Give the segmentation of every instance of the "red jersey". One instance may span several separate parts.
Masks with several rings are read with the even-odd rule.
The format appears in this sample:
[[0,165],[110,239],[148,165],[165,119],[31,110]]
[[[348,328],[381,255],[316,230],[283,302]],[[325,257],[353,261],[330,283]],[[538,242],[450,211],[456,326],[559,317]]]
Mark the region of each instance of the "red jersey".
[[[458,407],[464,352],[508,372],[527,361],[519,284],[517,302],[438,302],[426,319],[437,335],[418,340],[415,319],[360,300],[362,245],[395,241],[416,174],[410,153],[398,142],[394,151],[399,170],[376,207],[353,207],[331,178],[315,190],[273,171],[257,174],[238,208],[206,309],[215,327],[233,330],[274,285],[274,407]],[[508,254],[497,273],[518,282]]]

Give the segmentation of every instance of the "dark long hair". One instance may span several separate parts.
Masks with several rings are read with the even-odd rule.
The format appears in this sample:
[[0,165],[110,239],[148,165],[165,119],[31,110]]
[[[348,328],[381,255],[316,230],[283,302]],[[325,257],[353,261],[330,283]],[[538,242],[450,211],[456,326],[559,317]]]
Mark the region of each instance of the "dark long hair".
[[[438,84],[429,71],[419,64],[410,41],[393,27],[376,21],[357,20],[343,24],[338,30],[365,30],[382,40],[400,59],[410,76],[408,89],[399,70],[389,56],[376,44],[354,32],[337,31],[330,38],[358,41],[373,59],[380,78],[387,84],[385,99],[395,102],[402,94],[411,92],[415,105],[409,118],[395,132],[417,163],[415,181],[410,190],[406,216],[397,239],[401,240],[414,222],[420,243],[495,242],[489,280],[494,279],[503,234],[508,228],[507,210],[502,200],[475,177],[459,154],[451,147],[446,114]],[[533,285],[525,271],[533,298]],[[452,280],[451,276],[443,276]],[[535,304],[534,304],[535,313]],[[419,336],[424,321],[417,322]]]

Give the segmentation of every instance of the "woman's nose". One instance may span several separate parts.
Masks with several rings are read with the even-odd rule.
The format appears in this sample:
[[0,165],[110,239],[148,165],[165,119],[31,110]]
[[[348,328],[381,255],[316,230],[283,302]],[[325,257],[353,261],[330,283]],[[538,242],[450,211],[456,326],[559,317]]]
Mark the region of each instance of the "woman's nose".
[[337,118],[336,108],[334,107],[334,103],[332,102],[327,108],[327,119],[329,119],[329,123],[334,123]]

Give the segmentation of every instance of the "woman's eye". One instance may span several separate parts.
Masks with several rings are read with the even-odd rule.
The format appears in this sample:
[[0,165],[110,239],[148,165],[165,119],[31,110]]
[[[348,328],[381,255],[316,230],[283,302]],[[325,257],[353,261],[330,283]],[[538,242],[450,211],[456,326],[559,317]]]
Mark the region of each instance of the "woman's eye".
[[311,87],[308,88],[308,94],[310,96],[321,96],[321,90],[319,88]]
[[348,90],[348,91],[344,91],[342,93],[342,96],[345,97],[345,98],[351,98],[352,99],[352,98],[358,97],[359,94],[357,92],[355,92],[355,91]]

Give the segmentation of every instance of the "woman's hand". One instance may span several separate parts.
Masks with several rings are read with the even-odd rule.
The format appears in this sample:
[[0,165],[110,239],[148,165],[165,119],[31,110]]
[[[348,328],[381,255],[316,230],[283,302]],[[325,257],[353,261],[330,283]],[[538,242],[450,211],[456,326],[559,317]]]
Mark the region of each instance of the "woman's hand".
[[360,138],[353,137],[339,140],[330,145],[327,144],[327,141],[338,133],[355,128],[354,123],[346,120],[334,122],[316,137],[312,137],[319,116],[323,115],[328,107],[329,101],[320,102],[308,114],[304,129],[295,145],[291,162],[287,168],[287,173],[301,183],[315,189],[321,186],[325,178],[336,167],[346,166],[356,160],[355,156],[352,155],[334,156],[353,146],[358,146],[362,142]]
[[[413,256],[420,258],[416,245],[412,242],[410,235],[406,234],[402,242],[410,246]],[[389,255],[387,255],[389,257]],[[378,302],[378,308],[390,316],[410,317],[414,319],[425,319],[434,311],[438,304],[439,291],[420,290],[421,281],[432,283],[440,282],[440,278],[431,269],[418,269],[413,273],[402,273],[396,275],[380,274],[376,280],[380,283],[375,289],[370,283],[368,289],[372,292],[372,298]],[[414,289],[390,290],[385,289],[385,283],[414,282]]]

··········

> [Problem]: Where a line in the listing holds the string "every", include it in the count, then report the total alone.

> [Solution for this task]: 5